[Excerpts from point annotation data]
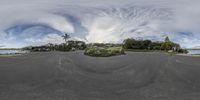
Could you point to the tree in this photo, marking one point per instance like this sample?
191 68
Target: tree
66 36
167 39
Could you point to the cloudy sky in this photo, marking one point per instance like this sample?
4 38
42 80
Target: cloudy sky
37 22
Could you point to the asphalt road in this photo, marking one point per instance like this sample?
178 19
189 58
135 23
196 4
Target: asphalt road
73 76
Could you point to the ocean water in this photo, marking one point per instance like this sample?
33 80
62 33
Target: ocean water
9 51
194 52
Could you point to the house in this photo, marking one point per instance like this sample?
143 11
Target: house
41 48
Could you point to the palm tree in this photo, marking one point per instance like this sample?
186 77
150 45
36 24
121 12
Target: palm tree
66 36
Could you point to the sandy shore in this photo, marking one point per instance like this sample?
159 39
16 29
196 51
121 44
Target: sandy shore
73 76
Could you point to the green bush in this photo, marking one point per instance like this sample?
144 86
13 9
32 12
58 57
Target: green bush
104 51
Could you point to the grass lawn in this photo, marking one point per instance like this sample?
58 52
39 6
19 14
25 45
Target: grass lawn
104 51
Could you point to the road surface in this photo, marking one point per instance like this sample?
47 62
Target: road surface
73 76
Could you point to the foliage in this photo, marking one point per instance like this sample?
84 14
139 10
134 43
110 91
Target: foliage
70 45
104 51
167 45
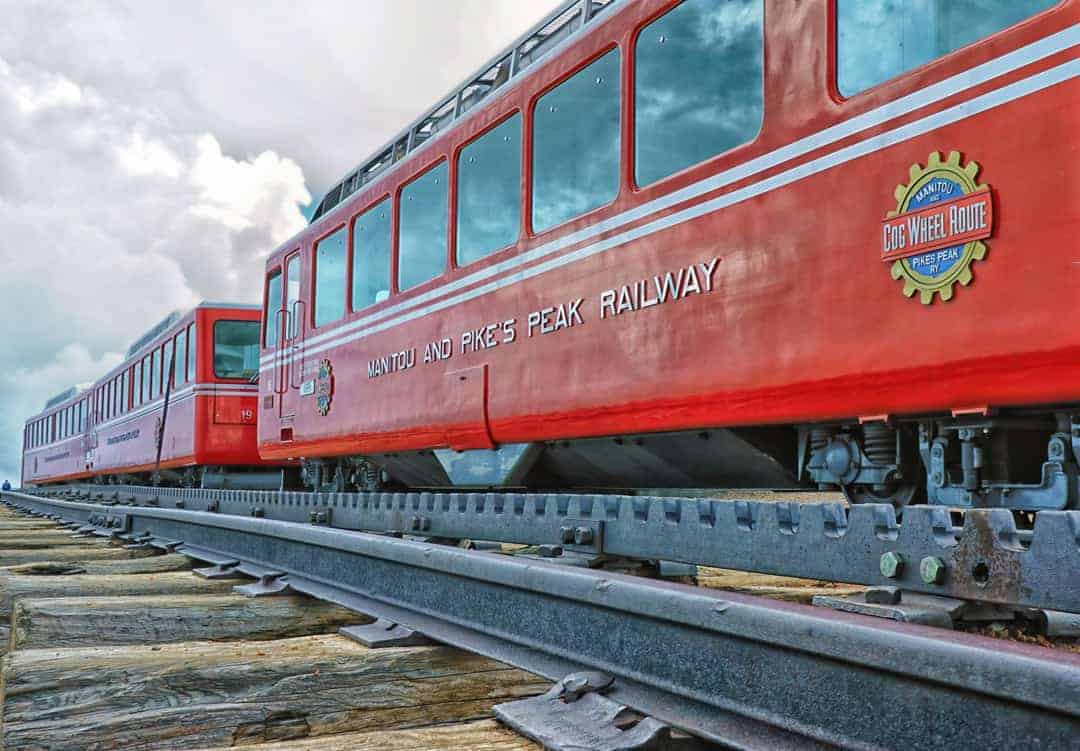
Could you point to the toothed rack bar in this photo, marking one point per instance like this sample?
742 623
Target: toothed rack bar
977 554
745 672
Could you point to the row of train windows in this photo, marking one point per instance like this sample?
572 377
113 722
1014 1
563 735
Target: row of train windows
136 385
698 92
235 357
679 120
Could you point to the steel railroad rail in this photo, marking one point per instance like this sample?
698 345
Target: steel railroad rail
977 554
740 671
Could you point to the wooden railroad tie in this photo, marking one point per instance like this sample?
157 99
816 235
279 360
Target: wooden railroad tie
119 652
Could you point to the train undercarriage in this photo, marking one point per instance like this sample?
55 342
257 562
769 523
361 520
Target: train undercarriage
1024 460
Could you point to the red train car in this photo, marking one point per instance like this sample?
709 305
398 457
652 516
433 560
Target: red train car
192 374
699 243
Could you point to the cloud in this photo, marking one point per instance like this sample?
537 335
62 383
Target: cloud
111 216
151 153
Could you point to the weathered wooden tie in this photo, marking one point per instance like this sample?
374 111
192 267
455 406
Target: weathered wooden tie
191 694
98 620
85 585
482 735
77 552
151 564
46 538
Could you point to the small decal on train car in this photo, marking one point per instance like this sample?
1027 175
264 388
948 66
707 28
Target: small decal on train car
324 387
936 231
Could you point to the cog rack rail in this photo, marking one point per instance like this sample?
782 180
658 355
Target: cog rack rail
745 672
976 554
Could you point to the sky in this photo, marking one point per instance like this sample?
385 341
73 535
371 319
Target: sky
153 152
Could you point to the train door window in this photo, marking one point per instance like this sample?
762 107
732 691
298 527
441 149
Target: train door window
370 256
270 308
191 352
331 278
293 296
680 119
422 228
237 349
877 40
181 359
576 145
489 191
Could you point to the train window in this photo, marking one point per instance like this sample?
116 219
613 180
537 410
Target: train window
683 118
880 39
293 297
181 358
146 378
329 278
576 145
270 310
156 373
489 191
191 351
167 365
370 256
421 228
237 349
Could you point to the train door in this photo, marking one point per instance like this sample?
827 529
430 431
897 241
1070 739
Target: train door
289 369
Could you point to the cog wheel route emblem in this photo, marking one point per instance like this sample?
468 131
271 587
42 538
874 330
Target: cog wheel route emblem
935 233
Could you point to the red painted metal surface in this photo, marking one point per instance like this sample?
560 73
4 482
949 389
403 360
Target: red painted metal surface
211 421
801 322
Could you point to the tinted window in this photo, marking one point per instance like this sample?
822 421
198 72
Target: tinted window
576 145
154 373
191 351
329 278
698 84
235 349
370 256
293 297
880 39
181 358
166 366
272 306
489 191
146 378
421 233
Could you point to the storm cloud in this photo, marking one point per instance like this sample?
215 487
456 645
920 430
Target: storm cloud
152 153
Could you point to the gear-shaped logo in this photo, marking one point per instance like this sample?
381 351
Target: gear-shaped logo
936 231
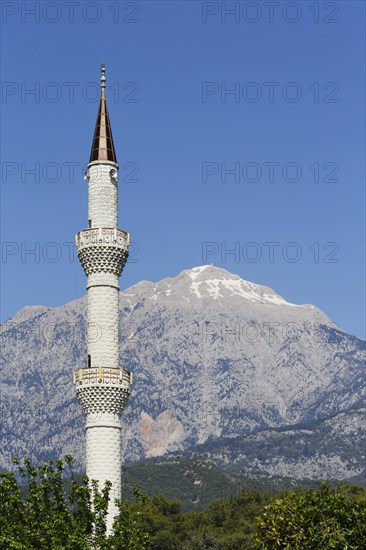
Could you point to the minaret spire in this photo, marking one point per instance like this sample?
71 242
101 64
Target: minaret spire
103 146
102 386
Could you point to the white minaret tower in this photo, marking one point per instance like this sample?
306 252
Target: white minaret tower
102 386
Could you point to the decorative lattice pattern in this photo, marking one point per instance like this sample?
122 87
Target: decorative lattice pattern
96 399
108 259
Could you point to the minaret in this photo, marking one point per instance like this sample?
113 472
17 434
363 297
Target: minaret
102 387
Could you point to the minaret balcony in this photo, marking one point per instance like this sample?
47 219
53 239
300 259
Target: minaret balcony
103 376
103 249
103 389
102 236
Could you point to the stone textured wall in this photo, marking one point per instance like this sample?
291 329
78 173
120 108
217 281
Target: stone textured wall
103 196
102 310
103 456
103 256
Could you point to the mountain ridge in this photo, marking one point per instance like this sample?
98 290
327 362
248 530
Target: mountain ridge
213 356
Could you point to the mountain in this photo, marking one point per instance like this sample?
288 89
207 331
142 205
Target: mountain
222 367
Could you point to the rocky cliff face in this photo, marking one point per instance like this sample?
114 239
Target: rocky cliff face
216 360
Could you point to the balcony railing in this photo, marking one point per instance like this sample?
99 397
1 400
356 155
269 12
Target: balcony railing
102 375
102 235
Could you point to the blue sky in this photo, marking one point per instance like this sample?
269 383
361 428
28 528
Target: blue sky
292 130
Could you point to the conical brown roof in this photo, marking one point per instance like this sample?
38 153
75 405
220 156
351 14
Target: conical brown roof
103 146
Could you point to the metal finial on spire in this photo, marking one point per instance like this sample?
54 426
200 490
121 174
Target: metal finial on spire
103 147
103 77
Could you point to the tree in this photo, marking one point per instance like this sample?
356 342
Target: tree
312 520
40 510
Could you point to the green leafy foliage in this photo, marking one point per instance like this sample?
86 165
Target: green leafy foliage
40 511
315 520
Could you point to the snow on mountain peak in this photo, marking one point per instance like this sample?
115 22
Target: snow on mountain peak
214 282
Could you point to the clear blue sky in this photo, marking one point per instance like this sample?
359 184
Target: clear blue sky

- TASK INSTRUCTIONS
Print all of the data above again, word for word, leaving out the pictures.

- WRITTEN ANSWER
Could you point to the tree in this photo, marking one point per instance like this sample?
191 68
Target: tree
66 36
167 39
Could you point to the cloudy sky in this photo, marking one point per instance like this sample?
4 38
42 80
Target: cloudy sky
37 22
Could you point to the asphalt road in this photo, marking one point per instance like this sample?
178 19
189 58
135 23
196 4
Target: asphalt road
73 76
Could you point to the ocean water in this photo, marking one point per instance like this sample?
33 80
62 33
Target: ocean water
9 51
194 52
Could you point to the house in this photo, marking one point per instance like this sample?
143 11
Target: house
41 48
Could you point to the palm tree in this photo, marking one point per instance like this sample?
186 77
150 45
36 24
121 12
Target: palm tree
66 36
Could you point to the sandy shore in this photo, marking one point per instance like this sample?
159 39
16 29
196 51
121 44
Target: sandy shore
73 76
Could you point to the green bush in this photo, marking one point per instance like this sample?
144 86
13 9
32 12
58 57
Target: green bush
104 51
Could you point to the grass lawn in this photo, marking one point per instance like this sample?
58 52
39 6
19 14
25 45
Target: grass lawn
104 51
Could you point to the road surface in this photo, marking one point per instance like this sample?
47 62
Target: road surface
73 76
Could you point to the foliage in this photo, marking one point per instance like this sample?
84 14
139 10
134 43
110 91
Target: foliage
70 45
104 51
167 45
Could you point to the toothed rack bar in this photo, marking one point per instance like this sample?
742 623
Target: toothed rack bar
977 554
745 672
Could you point to the row of train windows in this photo, marking one point per instance like this sample?
572 377
113 722
1014 1
563 735
Target: row of train windows
136 385
698 92
235 357
679 120
Could you point to the steel railroad rail in this photo, marking one point per instance like this sample?
698 345
Target: steel railroad rail
977 554
740 671
Could you point to the wooden railroad tie in this photo, marking one point per instance like this sample?
157 99
816 235
279 360
Target: wooden railroad tie
119 652
Could you point to the train undercarriage in this photo, marking one point per instance like this sample?
55 342
257 562
769 523
361 520
Target: train undercarriage
1024 460
Could you point to the red train car in this photo, marking one point per instance like this sample?
709 305
398 457
652 516
433 560
Target: red train car
192 374
699 243
Could you point to the cloud in this photo, marking one point per instance like this sample?
537 335
62 383
Target: cloud
111 216
151 153
Could you point to the weathered wooden tie in this photo, marking one point per instance like this sample?
374 111
192 267
455 406
Target: weathered wooden tie
191 694
98 620
85 585
482 735
77 552
151 564
46 538
Could you point to the small decal on train car in this photo, marking one point per instance like this sample?
1027 175
264 388
948 66
707 28
Target: small decal on train car
324 387
936 231
Could you point to the cog rack rail in this photo, marking one point per instance like this sample?
782 180
658 355
Target: cog rack rail
745 672
976 554
Could you point to the sky in this photo, marking one point per instance like this sample?
385 341
73 535
371 319
Target: sky
153 152
Could you point to the train door window in this photo, marking one point per instance like this sample?
762 107
732 691
298 527
441 149
Target: train door window
370 256
270 308
191 352
331 278
293 296
680 119
422 228
237 349
877 40
181 359
576 145
489 191
Could you point to the train window in this photo, marking one point per instance like this sample?
116 219
613 180
537 410
Target: train window
683 118
880 39
293 297
181 358
146 378
329 278
576 145
270 310
156 373
489 191
191 351
167 365
370 256
421 228
237 349
Could you point to the train door in this photo, marking one point per instance like this sample?
827 529
430 431
897 241
1070 739
Target: train door
289 369
Could you point to the cog wheel route emblem in this photo, marking one point per instance like this sample?
468 131
271 587
42 538
874 330
Target: cog wheel route emblem
935 233
Could you point to the red painted metal surface in this photo, marking one point per instance like this sample?
560 73
4 482
949 389
403 360
Target: red painted metal surface
211 421
801 322
Could you point to the tinted window in this photo, marking one point per instance like this sample?
822 421
198 72
Target: tinted window
576 145
154 373
191 351
329 278
698 84
235 349
370 256
293 297
880 39
181 358
166 366
272 306
489 191
146 378
421 233
Could you point to the storm cloud in this photo, marking one point per instance like this sample?
215 487
456 645
920 430
Target: storm cloud
152 153
Could you point to the gear-shaped logo in this photo, marking one point per instance like this sample?
381 351
Target: gear-shaped logo
936 231
Could you point to the minaret spire in this photo, marking one point per instance like this sample?
71 242
101 64
Target: minaret spire
103 146
102 386
Could you point to the white minaret tower in this photo, marking one point per instance like this sample?
306 252
Target: white minaret tower
102 386
Could you point to the decorative lattice pattern in this photo, marking one point per instance like this sample?
122 87
Target: decorative lattice pattern
96 399
108 259
Could you point to the minaret in this photo, marking one point per instance like this sample?
113 472
17 434
363 297
Target: minaret
102 387
Could you point to the minaret balcony in this photo, marking one point per instance like this sample?
47 219
53 239
300 259
Target: minaret balcony
103 376
103 249
103 389
102 236
Could you point to the stone textured wall in this photo, marking one point per instance like this sample?
291 329
78 173
120 108
217 281
Target: stone textured wall
103 196
102 310
103 456
103 256
Could you point to the mountain ridge in this photo, marking one point per instance like this sample?
98 290
327 362
248 530
Target: mountain ridge
213 356
Could you point to the mountain in this photo, marking one point per instance like this sample?
288 89
207 331
142 205
Target: mountain
222 367
Could you point to the rocky cliff face in this photo, marking one point per instance like this sample?
114 239
Target: rocky cliff face
216 360
Could you point to the balcony railing in this photo, marking one point per instance like this sample?
99 397
1 400
356 155
269 12
Target: balcony railing
102 375
102 235
Could you point to the blue sky in this photo, marking one point per instance like this sample?
269 383
361 428
28 528
Target: blue sky
292 130
Could you point to the conical brown roof in this photo, marking one point per instance like this sample?
38 153
75 405
220 156
351 14
Target: conical brown roof
103 146
Could you point to the metal finial on spire in this photo, marking one point per instance like this sample?
54 426
200 490
121 174
Target: metal finial on spire
103 147
103 77
Could you point to the tree in this photo, marking one point per instance like this sample?
356 342
Target: tree
312 520
40 510
Could you point to the green leafy foliage in this photo, marking one point per instance like this sample?
86 165
Target: green leafy foliage
40 511
315 520
Could you point to the snow on mountain peak in this photo, marking one point per instance like this sample?
115 22
Target: snow on mountain peak
214 282
Could you point to the clear blue sky in this photo, marking one point per instance like this sample?
359 184
Target: clear blue sky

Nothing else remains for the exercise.